• _Text_:
============
[Haskell] [ANNOUNCE] yhc - York Haskell Compiler

Neil Mitchell ndmitchell at gmail.com
Fri Nov 11 07:24:49 EST 2005


Just so that people don't get the wrong idea ...

- Yhc is a working title and it's still not totally decided what it's
relation to nhc98 is. It may be merged back into nhc98, it may replace
nhc98 or it may end up as an entirely seperate project from it.

- It's very much work in progress, indeed the source code in the darcs
repository as of today is currently somewhat disfunctional as is in
between changes (hence why the Makefile is broken).

- It's just an experiment of mine with the backend that turns out to
have sparked some interest. It seems to compile most of Haskell 98 (at
least it did when it last worked ;-)) but it's in no way an industrial
strength compiler yet.

- It's just me and a few other students (who are or were recently at
York) working part time. It's in no way an "official" release.

That said people are free to have a play around and comments,
suggestions or ports are all welcome. I'll try and get the code in
darcs to a reasonable state ASAHP.

Hope that helps settle any confusions :-)
============
• _Extracted information_:

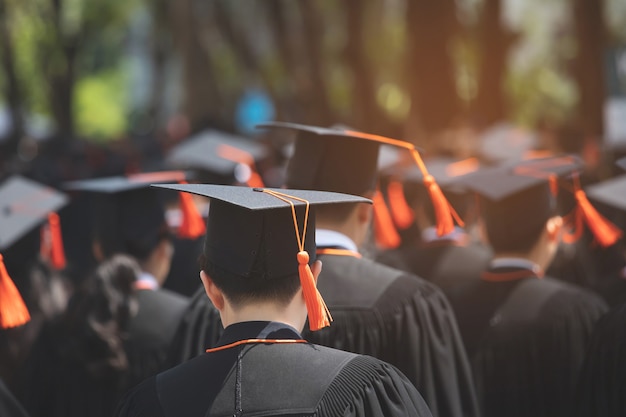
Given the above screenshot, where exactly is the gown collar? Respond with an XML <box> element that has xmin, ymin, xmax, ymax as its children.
<box><xmin>216</xmin><ymin>321</ymin><xmax>302</xmax><ymax>346</ymax></box>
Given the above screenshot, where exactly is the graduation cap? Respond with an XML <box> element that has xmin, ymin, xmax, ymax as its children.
<box><xmin>156</xmin><ymin>184</ymin><xmax>371</xmax><ymax>330</ymax></box>
<box><xmin>515</xmin><ymin>155</ymin><xmax>622</xmax><ymax>247</ymax></box>
<box><xmin>257</xmin><ymin>122</ymin><xmax>462</xmax><ymax>247</ymax></box>
<box><xmin>0</xmin><ymin>175</ymin><xmax>67</xmax><ymax>328</ymax></box>
<box><xmin>65</xmin><ymin>171</ymin><xmax>205</xmax><ymax>259</ymax></box>
<box><xmin>386</xmin><ymin>157</ymin><xmax>481</xmax><ymax>229</ymax></box>
<box><xmin>166</xmin><ymin>130</ymin><xmax>267</xmax><ymax>187</ymax></box>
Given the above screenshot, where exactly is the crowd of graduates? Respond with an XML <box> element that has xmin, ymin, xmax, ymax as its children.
<box><xmin>0</xmin><ymin>122</ymin><xmax>626</xmax><ymax>417</ymax></box>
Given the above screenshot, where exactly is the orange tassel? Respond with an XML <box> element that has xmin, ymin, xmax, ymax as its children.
<box><xmin>246</xmin><ymin>171</ymin><xmax>265</xmax><ymax>188</ymax></box>
<box><xmin>0</xmin><ymin>254</ymin><xmax>30</xmax><ymax>329</ymax></box>
<box><xmin>387</xmin><ymin>180</ymin><xmax>415</xmax><ymax>230</ymax></box>
<box><xmin>178</xmin><ymin>181</ymin><xmax>206</xmax><ymax>239</ymax></box>
<box><xmin>40</xmin><ymin>213</ymin><xmax>67</xmax><ymax>270</ymax></box>
<box><xmin>575</xmin><ymin>189</ymin><xmax>622</xmax><ymax>248</ymax></box>
<box><xmin>298</xmin><ymin>251</ymin><xmax>333</xmax><ymax>332</ymax></box>
<box><xmin>424</xmin><ymin>175</ymin><xmax>465</xmax><ymax>236</ymax></box>
<box><xmin>372</xmin><ymin>191</ymin><xmax>400</xmax><ymax>249</ymax></box>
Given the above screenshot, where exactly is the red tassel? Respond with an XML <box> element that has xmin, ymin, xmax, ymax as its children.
<box><xmin>575</xmin><ymin>189</ymin><xmax>622</xmax><ymax>248</ymax></box>
<box><xmin>298</xmin><ymin>251</ymin><xmax>333</xmax><ymax>332</ymax></box>
<box><xmin>0</xmin><ymin>254</ymin><xmax>30</xmax><ymax>329</ymax></box>
<box><xmin>373</xmin><ymin>191</ymin><xmax>400</xmax><ymax>249</ymax></box>
<box><xmin>424</xmin><ymin>175</ymin><xmax>464</xmax><ymax>236</ymax></box>
<box><xmin>178</xmin><ymin>181</ymin><xmax>206</xmax><ymax>239</ymax></box>
<box><xmin>387</xmin><ymin>180</ymin><xmax>415</xmax><ymax>230</ymax></box>
<box><xmin>40</xmin><ymin>213</ymin><xmax>67</xmax><ymax>270</ymax></box>
<box><xmin>246</xmin><ymin>171</ymin><xmax>265</xmax><ymax>188</ymax></box>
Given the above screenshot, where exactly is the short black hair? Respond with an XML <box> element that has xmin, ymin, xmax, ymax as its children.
<box><xmin>199</xmin><ymin>253</ymin><xmax>300</xmax><ymax>307</ymax></box>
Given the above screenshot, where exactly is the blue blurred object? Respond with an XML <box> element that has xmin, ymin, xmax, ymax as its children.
<box><xmin>235</xmin><ymin>89</ymin><xmax>275</xmax><ymax>134</ymax></box>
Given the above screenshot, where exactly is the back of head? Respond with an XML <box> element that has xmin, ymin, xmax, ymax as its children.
<box><xmin>59</xmin><ymin>255</ymin><xmax>139</xmax><ymax>379</ymax></box>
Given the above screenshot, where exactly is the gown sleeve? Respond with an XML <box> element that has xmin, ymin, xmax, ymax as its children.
<box><xmin>318</xmin><ymin>356</ymin><xmax>432</xmax><ymax>417</ymax></box>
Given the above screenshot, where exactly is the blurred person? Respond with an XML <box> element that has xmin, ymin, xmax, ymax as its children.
<box><xmin>0</xmin><ymin>175</ymin><xmax>70</xmax><ymax>390</ymax></box>
<box><xmin>376</xmin><ymin>158</ymin><xmax>492</xmax><ymax>307</ymax></box>
<box><xmin>20</xmin><ymin>172</ymin><xmax>191</xmax><ymax>416</ymax></box>
<box><xmin>457</xmin><ymin>161</ymin><xmax>607</xmax><ymax>417</ymax></box>
<box><xmin>117</xmin><ymin>184</ymin><xmax>431</xmax><ymax>417</ymax></box>
<box><xmin>256</xmin><ymin>122</ymin><xmax>478</xmax><ymax>416</ymax></box>
<box><xmin>164</xmin><ymin>129</ymin><xmax>267</xmax><ymax>297</ymax></box>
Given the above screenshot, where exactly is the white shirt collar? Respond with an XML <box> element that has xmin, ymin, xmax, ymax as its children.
<box><xmin>315</xmin><ymin>229</ymin><xmax>359</xmax><ymax>252</ymax></box>
<box><xmin>137</xmin><ymin>271</ymin><xmax>159</xmax><ymax>290</ymax></box>
<box><xmin>490</xmin><ymin>258</ymin><xmax>541</xmax><ymax>272</ymax></box>
<box><xmin>422</xmin><ymin>226</ymin><xmax>465</xmax><ymax>243</ymax></box>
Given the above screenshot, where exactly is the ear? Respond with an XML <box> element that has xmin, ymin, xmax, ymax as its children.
<box><xmin>200</xmin><ymin>271</ymin><xmax>224</xmax><ymax>311</ymax></box>
<box><xmin>546</xmin><ymin>216</ymin><xmax>563</xmax><ymax>242</ymax></box>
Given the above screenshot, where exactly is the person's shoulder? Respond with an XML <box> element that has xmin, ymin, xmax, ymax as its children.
<box><xmin>114</xmin><ymin>376</ymin><xmax>165</xmax><ymax>417</ymax></box>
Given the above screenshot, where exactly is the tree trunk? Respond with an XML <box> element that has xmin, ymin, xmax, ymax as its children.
<box><xmin>406</xmin><ymin>0</ymin><xmax>461</xmax><ymax>134</ymax></box>
<box><xmin>574</xmin><ymin>0</ymin><xmax>607</xmax><ymax>140</ymax></box>
<box><xmin>0</xmin><ymin>0</ymin><xmax>24</xmax><ymax>155</ymax></box>
<box><xmin>472</xmin><ymin>0</ymin><xmax>513</xmax><ymax>127</ymax></box>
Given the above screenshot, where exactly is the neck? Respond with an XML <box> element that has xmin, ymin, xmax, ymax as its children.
<box><xmin>220</xmin><ymin>297</ymin><xmax>306</xmax><ymax>331</ymax></box>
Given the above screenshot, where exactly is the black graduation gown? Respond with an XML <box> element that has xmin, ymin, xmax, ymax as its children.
<box><xmin>376</xmin><ymin>239</ymin><xmax>493</xmax><ymax>307</ymax></box>
<box><xmin>305</xmin><ymin>255</ymin><xmax>478</xmax><ymax>417</ymax></box>
<box><xmin>20</xmin><ymin>290</ymin><xmax>188</xmax><ymax>417</ymax></box>
<box><xmin>117</xmin><ymin>322</ymin><xmax>431</xmax><ymax>417</ymax></box>
<box><xmin>574</xmin><ymin>304</ymin><xmax>626</xmax><ymax>417</ymax></box>
<box><xmin>125</xmin><ymin>289</ymin><xmax>189</xmax><ymax>386</ymax></box>
<box><xmin>450</xmin><ymin>267</ymin><xmax>607</xmax><ymax>417</ymax></box>
<box><xmin>167</xmin><ymin>287</ymin><xmax>224</xmax><ymax>367</ymax></box>
<box><xmin>0</xmin><ymin>379</ymin><xmax>28</xmax><ymax>417</ymax></box>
============
• _Your tasks_:
- a) Write out the yhc announcement again, starting with "That said people" and going on through "reasonable state ASAHP.", with "suggestions" swapped for "ideas".
- b) Collect every line of the records that contains the string "collar". Case counts.

• _Exercise responses_:
- a)
That said people are free to have a play around and comments,
ideas or ports are all welcome. I'll try and get the code in
darcs to a reasonable state ASAHP.

- b)
Given the above screenshot, where exactly is the gown collar? Respond with an XML <box> element that has xmin, ymin, xmax, ymax as its children.
Given the above screenshot, where exactly is the white shirt collar? Respond with an XML <box> element that has xmin, ymin, xmax, ymax as its children.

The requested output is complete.